Data to process:
━━━━━━━━
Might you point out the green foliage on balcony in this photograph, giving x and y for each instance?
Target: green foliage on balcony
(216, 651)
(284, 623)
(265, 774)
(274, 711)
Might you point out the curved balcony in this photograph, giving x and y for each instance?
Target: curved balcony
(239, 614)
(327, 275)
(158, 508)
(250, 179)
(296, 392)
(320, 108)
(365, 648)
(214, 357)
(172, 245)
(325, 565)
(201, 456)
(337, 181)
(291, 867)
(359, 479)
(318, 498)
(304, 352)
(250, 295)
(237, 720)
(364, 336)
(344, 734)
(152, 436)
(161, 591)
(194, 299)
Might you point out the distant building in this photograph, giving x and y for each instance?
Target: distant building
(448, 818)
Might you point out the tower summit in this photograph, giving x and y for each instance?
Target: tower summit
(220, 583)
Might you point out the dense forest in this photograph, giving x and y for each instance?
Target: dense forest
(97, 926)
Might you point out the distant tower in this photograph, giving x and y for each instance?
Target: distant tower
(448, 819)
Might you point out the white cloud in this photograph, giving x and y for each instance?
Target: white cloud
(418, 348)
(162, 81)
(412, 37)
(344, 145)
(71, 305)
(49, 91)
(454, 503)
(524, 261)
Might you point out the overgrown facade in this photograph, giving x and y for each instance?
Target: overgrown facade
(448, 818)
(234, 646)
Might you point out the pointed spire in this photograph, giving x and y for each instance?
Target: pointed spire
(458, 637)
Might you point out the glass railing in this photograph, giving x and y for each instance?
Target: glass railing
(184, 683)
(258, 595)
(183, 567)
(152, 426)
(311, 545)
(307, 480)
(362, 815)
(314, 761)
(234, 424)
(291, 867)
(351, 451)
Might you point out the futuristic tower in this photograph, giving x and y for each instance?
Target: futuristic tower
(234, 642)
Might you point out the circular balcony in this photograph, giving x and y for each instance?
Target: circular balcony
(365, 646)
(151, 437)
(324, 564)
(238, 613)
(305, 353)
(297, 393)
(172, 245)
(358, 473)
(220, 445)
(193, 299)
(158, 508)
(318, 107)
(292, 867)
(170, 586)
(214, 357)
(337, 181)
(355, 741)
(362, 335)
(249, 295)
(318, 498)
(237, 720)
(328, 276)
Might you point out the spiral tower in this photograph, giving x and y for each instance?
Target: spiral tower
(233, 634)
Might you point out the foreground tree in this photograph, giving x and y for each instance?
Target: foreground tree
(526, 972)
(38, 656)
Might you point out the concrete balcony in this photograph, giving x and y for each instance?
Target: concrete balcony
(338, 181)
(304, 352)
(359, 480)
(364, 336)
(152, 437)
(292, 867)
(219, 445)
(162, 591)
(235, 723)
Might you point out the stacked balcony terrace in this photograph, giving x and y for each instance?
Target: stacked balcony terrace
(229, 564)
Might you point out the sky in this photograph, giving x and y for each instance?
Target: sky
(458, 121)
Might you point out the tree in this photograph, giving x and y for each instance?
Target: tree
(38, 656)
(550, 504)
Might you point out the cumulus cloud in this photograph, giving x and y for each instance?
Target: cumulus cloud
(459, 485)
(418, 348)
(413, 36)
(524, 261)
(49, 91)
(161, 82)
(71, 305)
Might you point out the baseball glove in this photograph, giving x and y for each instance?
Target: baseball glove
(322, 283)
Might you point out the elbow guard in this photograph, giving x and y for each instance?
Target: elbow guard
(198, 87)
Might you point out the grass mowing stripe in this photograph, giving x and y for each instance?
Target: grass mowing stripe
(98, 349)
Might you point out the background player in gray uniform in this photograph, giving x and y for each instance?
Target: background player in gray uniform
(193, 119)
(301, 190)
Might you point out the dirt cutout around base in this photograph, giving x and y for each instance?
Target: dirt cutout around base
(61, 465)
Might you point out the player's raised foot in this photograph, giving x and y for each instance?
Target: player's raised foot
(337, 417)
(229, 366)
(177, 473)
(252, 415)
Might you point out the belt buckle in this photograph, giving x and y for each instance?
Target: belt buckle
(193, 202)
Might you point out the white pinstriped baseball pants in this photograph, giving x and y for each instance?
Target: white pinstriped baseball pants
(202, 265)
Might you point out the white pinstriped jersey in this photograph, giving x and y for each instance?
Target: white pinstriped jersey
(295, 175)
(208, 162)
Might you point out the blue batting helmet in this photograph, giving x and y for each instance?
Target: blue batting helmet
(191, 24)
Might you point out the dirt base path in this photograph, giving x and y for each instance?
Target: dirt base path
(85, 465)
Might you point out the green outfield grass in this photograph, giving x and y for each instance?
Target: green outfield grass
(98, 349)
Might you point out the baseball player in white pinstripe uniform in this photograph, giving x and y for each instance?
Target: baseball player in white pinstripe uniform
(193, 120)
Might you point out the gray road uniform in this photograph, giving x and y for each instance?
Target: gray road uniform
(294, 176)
━━━━━━━━
What is expected:
Could you copy each line above word for word?

Answer to this exercise:
Might you point out the green foliage on balcony in this photograph, giving x and y for each instance?
Target: green foliage on balcony
(216, 651)
(284, 623)
(265, 774)
(274, 711)
Might you point out the curved balcony in this photograph, giving x and y for each instance?
Target: curved balcony
(239, 614)
(327, 275)
(158, 508)
(250, 179)
(296, 392)
(320, 108)
(365, 648)
(214, 357)
(172, 245)
(325, 565)
(201, 456)
(337, 181)
(291, 867)
(359, 479)
(318, 498)
(304, 352)
(250, 295)
(237, 720)
(364, 336)
(344, 734)
(152, 436)
(161, 591)
(194, 299)
Might you point out the distant building in this photograph, giving x and y for each instance?
Target: distant building
(448, 818)
Might you point out the tower summit in this photograph, giving x and y for each instance?
Target: tower summit
(220, 583)
Might you point out the dense forest in this photograph, giving x and y for each instance?
Target: dense forest
(97, 926)
Might you point out the distant tower in this photograph, giving x and y for each instance?
Target: distant tower
(448, 819)
Might you point out the white cloud in this photograph, giving x and y for each instance?
Target: white cloud
(418, 348)
(162, 81)
(412, 37)
(344, 145)
(71, 305)
(49, 91)
(454, 503)
(524, 261)
Might you point out the overgrown facade in this photograph, giving x and y for each instance?
Target: overgrown facade
(448, 818)
(234, 646)
Might you point out the pointed spire in this photograph, giving x and y for each instance?
Target: pointed spire
(458, 637)
Might you point out the glass railing in this photograph, giving x and y for each instance?
Target: glass railing
(184, 683)
(258, 595)
(183, 567)
(152, 426)
(311, 545)
(307, 480)
(362, 815)
(314, 761)
(234, 424)
(291, 867)
(351, 451)
Might you point out the futuristic tower in this photograph, giving x and y for each instance?
Target: futuristic tower
(234, 642)
Might you point out the circular balcony in this photograph, giving x and y for each instance?
Target: circular balcony
(365, 646)
(151, 437)
(324, 564)
(238, 613)
(305, 353)
(297, 393)
(172, 245)
(358, 473)
(220, 445)
(193, 299)
(158, 508)
(318, 107)
(292, 867)
(170, 586)
(214, 357)
(337, 181)
(355, 741)
(362, 335)
(249, 295)
(318, 498)
(237, 720)
(328, 276)
Might you point out the spiral tower in this photograph, giving x and y for each instance?
Target: spiral tower
(233, 634)
Might you point out the foreground tree in this photograph, giving x and y for each instance?
Target: foreground tree
(526, 972)
(38, 656)
Might you point out the concrete balcony in this photograph, giving x and y for each instance?
Target: concrete balcony
(338, 181)
(304, 352)
(359, 480)
(364, 336)
(152, 437)
(292, 867)
(219, 445)
(162, 591)
(235, 723)
Might you point out the stacked balcony terrace in this photograph, giving x and y for each instance?
Target: stacked balcony terrace
(229, 564)
Might you point out the sky in this photograph, giving x and y for each instance?
Target: sky
(458, 121)
Might you point out the tree in this photograph, giving x and y for each instance?
Target: tree
(38, 656)
(550, 504)
Might you point out the cumulus cloud in this photograph, giving x and y for each instance?
Target: cumulus cloud
(459, 485)
(418, 348)
(413, 36)
(524, 261)
(49, 91)
(161, 82)
(71, 305)
Might you point out the baseball glove in this photograph, giving x and y for each instance?
Target: baseball glove
(322, 283)
Might you point out the elbow guard in this photograph, giving x and y for each instance?
Target: elbow guard
(198, 87)
Might you point out the grass mowing stripe in this photograph, giving x and y for each instance?
Target: grass mowing stripe
(98, 349)
Might you point out the background player in gray uniform in this photograph, giving x and y for each instance?
Target: background player in gray uniform
(193, 119)
(301, 190)
Might you point out the dirt cutout around base in this photograph, giving x and y for each instance?
Target: dirt cutout around base
(61, 465)
Might you point out the player's raised foot in this photograph, giving x and y for each instance?
Target: player's raised foot
(337, 417)
(229, 366)
(177, 473)
(252, 415)
Might you point out the belt buckle in this photograph, giving x and y for each instance?
Target: belt buckle
(193, 202)
Might you point out the white pinstriped baseball pants in this photograph, giving x and y for each instance?
Target: white pinstriped baseball pants
(202, 265)
Might you point out the white pinstriped jersey in this photograph, giving x and y for each instance?
Target: white pinstriped jersey
(295, 175)
(208, 162)
Might you point out the blue batting helmet in this photograph, giving x and y for each instance?
Target: blue batting helmet
(191, 24)
Might you point out the dirt base path in this photograph, giving x and y for each instance?
Target: dirt base path
(85, 465)
Might you point out the green outfield grass in this photograph, giving x and y for each instance?
Target: green outfield grass
(98, 349)
Might you point out the baseball player in white pinstripe uniform in this photograph, giving x and y for each instance?
Target: baseball player in white pinstripe uniform
(193, 120)
Might you point out the gray road uniform in this photograph, giving x and y for each instance?
Target: gray road uniform
(294, 176)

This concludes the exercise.